> **Collected data**

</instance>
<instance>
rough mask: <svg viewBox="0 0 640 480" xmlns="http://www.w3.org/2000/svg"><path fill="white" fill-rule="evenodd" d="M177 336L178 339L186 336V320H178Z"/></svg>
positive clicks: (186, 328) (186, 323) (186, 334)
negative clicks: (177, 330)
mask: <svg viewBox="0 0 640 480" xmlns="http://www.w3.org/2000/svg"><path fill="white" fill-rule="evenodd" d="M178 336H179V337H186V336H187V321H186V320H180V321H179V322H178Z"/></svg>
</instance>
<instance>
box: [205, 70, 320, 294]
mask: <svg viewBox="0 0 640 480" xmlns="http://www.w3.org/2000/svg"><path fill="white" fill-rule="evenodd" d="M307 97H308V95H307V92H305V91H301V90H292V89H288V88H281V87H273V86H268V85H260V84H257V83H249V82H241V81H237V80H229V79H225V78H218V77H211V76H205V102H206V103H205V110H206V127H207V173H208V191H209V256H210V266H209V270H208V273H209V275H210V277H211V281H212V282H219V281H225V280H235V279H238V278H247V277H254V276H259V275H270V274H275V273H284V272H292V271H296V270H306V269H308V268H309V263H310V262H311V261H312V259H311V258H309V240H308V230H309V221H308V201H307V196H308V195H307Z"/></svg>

> **Try it**
An exact transcript of all the records is the expected result.

> **Written solution**
</instance>
<instance>
rough mask: <svg viewBox="0 0 640 480" xmlns="http://www.w3.org/2000/svg"><path fill="white" fill-rule="evenodd" d="M177 336L178 339L186 336V320H178Z"/></svg>
positive clicks: (186, 328) (186, 323) (186, 334)
negative clicks: (177, 330)
mask: <svg viewBox="0 0 640 480" xmlns="http://www.w3.org/2000/svg"><path fill="white" fill-rule="evenodd" d="M178 336H179V337H186V336H187V321H186V320H180V321H179V322H178Z"/></svg>
</instance>
<instance>
box: [205, 70, 320, 294]
mask: <svg viewBox="0 0 640 480" xmlns="http://www.w3.org/2000/svg"><path fill="white" fill-rule="evenodd" d="M307 97H308V95H307V92H305V91H301V90H292V89H288V88H281V87H273V86H268V85H260V84H257V83H249V82H241V81H237V80H229V79H225V78H218V77H211V76H205V102H206V103H205V110H206V127H207V173H208V191H209V256H210V266H209V270H208V273H209V275H210V277H211V281H212V282H219V281H225V280H235V279H238V278H247V277H254V276H259V275H270V274H275V273H284V272H292V271H296V270H306V269H308V268H309V263H310V262H311V261H312V259H311V258H309V240H308V230H309V221H308V201H307V196H308V195H307Z"/></svg>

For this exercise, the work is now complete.